** begin INPUT FOR THIS TASK **
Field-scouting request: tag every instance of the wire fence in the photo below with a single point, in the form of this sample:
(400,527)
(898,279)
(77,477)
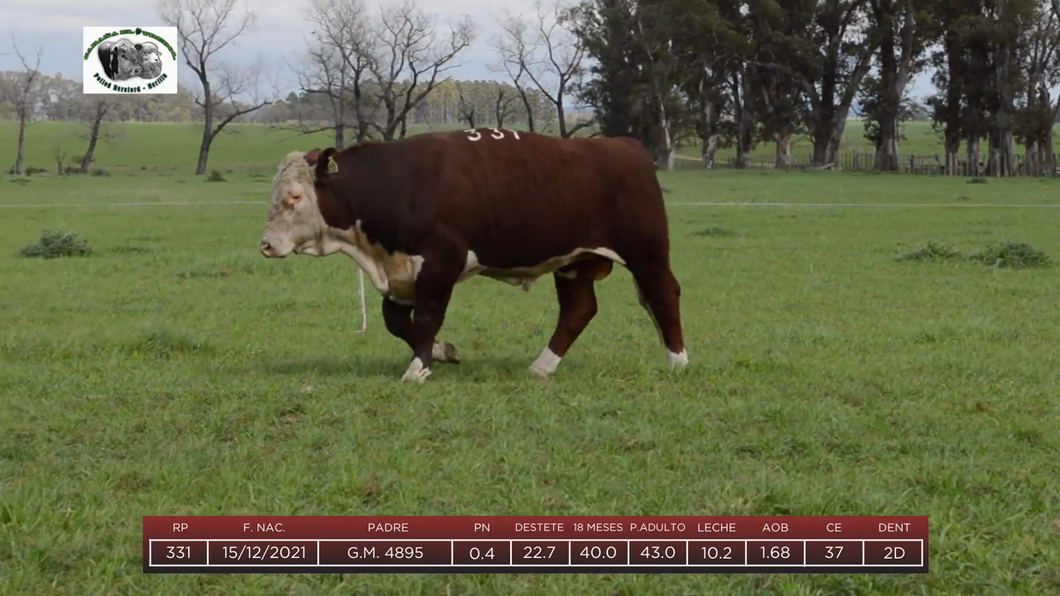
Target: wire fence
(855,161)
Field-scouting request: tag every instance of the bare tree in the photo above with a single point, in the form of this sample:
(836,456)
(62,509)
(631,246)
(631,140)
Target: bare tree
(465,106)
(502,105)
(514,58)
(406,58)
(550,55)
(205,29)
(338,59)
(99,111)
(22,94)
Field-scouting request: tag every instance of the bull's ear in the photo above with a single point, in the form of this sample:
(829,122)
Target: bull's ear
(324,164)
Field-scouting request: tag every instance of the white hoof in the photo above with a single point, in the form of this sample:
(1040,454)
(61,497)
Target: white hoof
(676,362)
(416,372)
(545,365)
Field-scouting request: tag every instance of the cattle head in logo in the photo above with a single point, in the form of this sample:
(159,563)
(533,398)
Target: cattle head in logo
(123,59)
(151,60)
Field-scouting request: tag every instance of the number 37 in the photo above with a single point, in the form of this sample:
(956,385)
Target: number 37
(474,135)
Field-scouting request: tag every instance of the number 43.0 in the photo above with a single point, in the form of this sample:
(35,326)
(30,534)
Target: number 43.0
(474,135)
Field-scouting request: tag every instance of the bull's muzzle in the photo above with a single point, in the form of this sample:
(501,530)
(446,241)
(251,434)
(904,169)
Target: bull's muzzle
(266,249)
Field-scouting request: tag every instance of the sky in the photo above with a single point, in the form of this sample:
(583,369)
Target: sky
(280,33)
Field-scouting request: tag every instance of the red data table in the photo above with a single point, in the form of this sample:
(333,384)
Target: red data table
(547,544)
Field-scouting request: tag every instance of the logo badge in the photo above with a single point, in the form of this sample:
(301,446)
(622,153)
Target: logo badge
** end INPUT FOR THIS TASK **
◆ THE PROBLEM ◆
Extract every one of the lines above verbatim, leaving the pictures out.

◆ SOLVED EXERCISE ◆
Field-scouting request: tag every instance of the wire fence in the photo below with a single point, in the form of this sample:
(400,527)
(898,279)
(77,477)
Target: wire fence
(855,161)
Field-scouting request: tag every instance of the bare tree in the photo above with a single point, in the form of this sample:
(836,456)
(62,509)
(631,246)
(631,140)
Target: bare tree
(465,106)
(502,105)
(514,58)
(406,58)
(550,55)
(205,29)
(338,59)
(99,111)
(22,94)
Field-scouting request: tag every instance of the bull's ear in the photo above with a single point, in the form of this sample:
(829,122)
Target: bull's ear
(324,164)
Field-scouting request: tag every instance of the white hoof in the photo above with a single point, in the form of this sample:
(1040,454)
(61,497)
Target: white hoof
(676,362)
(416,372)
(545,365)
Field-scouting request: tag every instance of the cattle head in logo in the photo above with a single point, in the form of this sample:
(159,563)
(533,398)
Target: cattle head in logo
(123,59)
(151,60)
Field-scouting request: tag every instance of the number 37 in the photo above with a single point, in the form of this sample:
(956,385)
Target: number 37
(474,135)
Field-scouting request: tag every instance of the number 43.0 in the photo above with a single point, in the form of this sample:
(35,326)
(30,534)
Target: number 43.0
(474,135)
Field-scouting request: tag every instance of the bull's muzzle in the photo above with a single point, in the form of this sample:
(501,530)
(446,241)
(251,434)
(904,169)
Target: bull's muzzle
(266,249)
Field-scouting request: tag every instance of the sky in the photo above with a single point, in the form of this sample:
(583,369)
Target: sky
(280,33)
Field-scouting request: tag every instance of the red data table in the photo above with a single point, in the form of this sample:
(333,384)
Target: red data table
(547,544)
Field-scouting request: tag every instance of the logo badge in the photo above with a single point, in the form of this sample:
(301,446)
(622,153)
Target: logo badge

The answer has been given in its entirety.